▶ DATA SUPPLIED:
# # # # #
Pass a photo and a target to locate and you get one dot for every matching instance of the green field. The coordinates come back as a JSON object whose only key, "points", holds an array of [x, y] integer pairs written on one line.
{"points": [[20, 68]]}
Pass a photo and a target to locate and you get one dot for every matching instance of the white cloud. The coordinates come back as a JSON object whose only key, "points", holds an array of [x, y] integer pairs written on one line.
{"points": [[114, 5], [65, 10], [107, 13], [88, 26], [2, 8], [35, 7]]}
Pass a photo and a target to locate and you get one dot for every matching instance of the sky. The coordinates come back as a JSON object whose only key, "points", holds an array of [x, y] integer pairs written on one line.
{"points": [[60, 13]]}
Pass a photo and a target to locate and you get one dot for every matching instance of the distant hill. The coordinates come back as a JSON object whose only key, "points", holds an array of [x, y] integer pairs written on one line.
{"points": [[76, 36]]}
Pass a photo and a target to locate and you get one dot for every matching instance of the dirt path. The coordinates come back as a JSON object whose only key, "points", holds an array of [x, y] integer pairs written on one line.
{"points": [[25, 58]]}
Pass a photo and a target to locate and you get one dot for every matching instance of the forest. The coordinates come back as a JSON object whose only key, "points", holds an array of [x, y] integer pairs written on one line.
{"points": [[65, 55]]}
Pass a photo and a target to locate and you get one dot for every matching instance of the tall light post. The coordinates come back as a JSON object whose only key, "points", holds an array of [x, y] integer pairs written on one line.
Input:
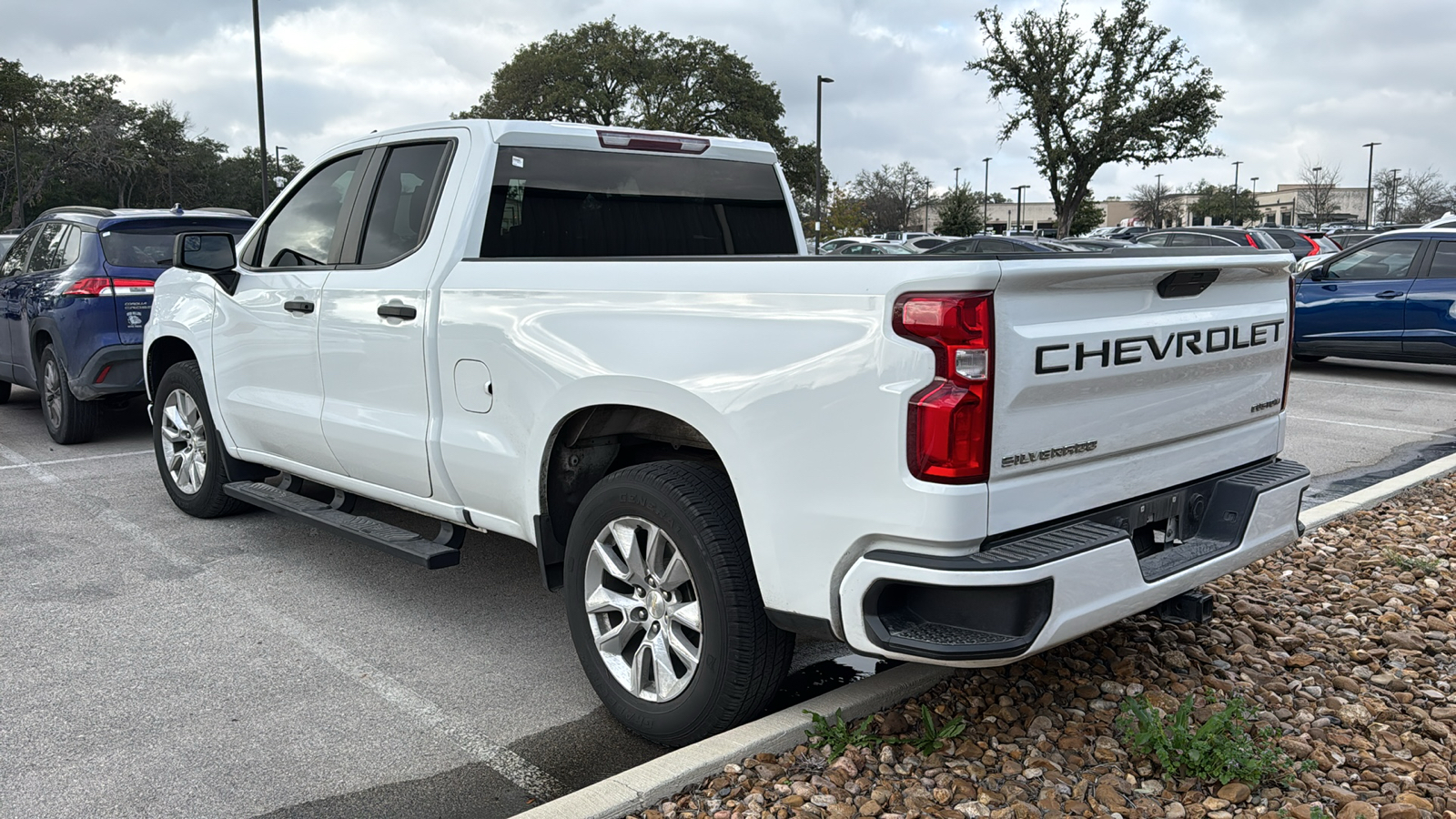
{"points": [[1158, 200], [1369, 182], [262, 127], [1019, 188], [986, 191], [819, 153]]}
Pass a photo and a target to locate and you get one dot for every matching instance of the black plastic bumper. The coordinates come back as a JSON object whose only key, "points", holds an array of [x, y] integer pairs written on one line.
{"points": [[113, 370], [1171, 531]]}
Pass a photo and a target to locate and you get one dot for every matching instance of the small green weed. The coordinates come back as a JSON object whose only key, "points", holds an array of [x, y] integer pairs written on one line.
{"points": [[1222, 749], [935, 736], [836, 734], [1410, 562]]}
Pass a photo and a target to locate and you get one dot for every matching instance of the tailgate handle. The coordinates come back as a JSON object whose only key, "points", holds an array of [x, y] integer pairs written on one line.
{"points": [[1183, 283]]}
# # # # #
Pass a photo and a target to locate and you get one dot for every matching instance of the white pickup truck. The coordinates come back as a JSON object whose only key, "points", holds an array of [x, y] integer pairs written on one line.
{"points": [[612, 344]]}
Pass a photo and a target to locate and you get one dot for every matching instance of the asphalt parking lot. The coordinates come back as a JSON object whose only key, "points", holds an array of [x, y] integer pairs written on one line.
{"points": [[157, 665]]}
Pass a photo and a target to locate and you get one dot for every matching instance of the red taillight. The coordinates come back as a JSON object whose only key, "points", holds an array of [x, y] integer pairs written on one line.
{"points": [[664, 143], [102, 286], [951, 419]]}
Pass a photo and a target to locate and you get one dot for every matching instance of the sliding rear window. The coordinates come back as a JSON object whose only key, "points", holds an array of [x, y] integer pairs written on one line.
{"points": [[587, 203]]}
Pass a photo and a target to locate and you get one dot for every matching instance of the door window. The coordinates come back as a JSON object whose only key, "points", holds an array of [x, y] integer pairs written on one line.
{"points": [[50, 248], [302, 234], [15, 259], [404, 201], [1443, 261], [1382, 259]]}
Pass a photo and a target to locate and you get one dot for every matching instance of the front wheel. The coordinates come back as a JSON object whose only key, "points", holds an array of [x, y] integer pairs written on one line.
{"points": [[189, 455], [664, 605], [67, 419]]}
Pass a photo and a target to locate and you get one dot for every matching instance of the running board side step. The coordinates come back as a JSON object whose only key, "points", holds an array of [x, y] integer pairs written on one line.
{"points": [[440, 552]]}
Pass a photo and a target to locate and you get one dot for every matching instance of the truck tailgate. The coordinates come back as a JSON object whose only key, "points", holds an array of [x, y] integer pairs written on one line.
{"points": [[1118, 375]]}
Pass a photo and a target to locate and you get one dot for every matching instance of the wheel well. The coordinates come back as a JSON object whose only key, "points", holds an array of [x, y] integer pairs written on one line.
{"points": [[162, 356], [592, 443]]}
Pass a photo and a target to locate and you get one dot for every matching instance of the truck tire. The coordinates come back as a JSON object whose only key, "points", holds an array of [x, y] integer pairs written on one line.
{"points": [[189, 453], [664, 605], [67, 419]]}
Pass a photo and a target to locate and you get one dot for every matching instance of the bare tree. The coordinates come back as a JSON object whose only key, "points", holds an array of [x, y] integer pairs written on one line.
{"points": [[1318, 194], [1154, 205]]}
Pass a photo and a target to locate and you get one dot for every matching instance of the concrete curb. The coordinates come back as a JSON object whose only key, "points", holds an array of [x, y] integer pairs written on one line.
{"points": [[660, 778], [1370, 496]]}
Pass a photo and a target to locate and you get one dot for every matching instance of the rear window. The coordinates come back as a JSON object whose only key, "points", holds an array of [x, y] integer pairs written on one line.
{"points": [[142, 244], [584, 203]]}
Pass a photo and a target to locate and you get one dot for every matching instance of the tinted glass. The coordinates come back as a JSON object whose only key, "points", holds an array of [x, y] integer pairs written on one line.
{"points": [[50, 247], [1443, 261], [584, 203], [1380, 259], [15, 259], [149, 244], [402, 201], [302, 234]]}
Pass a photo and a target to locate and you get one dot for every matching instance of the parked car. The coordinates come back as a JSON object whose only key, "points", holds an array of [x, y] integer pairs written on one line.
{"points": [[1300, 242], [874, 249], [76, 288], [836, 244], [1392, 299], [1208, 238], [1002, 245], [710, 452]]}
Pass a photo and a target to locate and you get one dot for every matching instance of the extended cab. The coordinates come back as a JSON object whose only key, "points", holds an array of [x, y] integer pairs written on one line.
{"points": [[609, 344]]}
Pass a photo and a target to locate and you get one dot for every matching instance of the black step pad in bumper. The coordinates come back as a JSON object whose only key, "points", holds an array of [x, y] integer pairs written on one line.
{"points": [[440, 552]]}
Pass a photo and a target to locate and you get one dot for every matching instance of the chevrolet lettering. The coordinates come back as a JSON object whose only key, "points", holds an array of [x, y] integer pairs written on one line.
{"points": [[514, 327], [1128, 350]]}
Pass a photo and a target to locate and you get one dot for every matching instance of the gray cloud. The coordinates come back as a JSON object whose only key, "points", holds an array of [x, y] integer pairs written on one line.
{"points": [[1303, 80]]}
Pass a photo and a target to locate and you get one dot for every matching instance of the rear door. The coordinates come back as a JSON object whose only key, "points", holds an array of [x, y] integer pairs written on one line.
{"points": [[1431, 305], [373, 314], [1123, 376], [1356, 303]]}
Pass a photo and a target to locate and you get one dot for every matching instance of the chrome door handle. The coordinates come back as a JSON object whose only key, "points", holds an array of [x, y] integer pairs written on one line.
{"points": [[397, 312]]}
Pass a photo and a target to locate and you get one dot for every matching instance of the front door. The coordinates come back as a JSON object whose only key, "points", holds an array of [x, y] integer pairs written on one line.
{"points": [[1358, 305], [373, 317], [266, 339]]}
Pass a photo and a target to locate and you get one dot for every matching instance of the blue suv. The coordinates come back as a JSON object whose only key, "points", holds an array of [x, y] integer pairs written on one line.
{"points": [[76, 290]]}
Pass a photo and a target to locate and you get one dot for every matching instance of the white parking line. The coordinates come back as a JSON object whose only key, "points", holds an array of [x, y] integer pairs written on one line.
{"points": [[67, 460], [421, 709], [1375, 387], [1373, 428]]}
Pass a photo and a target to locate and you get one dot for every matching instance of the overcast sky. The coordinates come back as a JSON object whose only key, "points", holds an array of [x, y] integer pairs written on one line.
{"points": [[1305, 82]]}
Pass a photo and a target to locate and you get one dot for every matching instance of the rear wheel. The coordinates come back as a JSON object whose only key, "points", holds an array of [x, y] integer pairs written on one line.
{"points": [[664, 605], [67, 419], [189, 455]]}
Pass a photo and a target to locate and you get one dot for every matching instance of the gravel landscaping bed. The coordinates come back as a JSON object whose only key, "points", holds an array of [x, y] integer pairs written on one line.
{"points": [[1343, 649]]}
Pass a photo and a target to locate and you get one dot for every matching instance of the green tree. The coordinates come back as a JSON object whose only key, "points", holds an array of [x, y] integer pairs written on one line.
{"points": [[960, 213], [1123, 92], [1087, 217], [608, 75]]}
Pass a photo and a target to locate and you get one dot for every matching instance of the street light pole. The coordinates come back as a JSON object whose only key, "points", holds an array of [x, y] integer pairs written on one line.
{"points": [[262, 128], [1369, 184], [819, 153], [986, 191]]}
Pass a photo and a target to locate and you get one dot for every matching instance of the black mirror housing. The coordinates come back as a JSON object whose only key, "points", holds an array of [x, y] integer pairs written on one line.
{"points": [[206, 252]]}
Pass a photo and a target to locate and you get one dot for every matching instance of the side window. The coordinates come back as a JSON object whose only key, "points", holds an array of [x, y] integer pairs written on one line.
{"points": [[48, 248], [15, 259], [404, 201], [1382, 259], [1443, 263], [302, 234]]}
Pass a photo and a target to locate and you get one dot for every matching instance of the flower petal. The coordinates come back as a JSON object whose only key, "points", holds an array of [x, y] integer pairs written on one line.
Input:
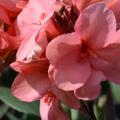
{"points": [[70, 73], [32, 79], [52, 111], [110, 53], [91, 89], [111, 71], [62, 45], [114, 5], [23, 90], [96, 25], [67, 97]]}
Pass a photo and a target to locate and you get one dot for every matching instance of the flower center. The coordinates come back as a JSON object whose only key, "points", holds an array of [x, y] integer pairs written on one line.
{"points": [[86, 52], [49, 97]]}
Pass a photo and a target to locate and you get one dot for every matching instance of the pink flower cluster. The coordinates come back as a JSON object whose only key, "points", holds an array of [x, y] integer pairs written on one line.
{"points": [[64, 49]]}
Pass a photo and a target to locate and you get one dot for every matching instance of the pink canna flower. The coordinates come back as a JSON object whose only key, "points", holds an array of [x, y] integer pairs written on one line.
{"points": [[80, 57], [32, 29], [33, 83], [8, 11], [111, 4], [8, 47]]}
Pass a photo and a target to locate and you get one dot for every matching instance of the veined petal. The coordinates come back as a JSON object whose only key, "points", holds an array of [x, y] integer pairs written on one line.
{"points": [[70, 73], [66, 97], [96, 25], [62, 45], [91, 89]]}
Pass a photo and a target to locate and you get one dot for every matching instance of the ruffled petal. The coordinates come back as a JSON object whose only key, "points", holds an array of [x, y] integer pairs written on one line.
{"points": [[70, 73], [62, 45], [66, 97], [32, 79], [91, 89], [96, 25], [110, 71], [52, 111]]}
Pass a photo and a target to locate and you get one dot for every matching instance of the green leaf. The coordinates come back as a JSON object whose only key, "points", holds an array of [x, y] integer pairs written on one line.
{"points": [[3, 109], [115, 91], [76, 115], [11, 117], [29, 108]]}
# # # # #
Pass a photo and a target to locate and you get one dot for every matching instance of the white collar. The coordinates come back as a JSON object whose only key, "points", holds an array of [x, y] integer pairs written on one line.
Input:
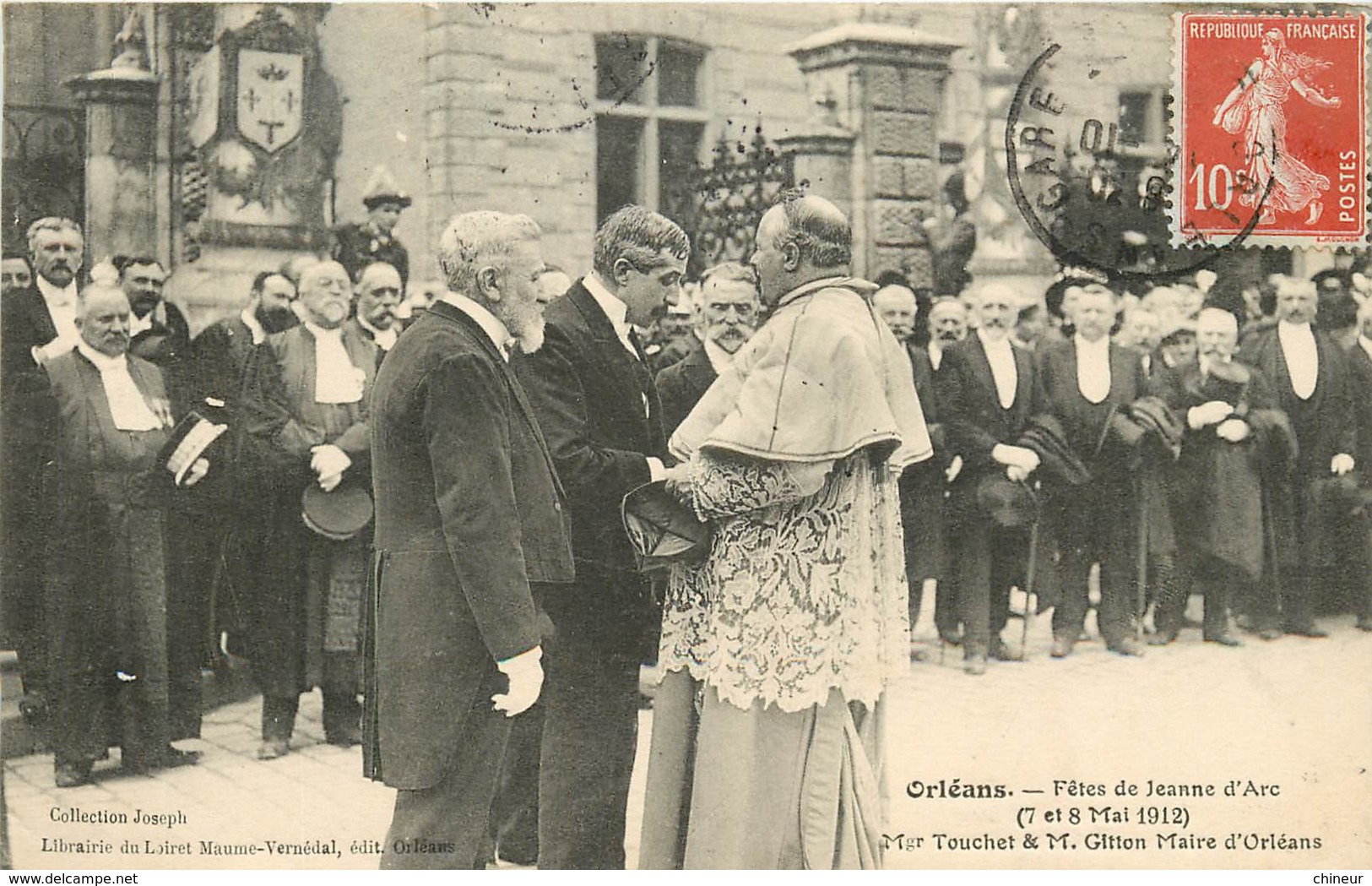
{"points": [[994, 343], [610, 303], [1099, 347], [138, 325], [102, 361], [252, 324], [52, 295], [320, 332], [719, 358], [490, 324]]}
# # # # #
▶ PROBLEM TO SOLVE: Pick out every line in the records that contains the word "parking", with case counting, and copy each one.

▶ WRITTEN RESPONSE:
Pass a photo and a target to locate and you get one dot for every matching instance of the asphalt parking lot. The coordinates come back as a JSON object whose only key, "points", holds an array of [x, y] integer pairs written on one line.
Pass a photo and a target to locate and you get one dot for every matching instance of the white parking line. The coordinates come back as a JSON object whose only key, "points", holds an array of [x, y] integer pairs written on one line.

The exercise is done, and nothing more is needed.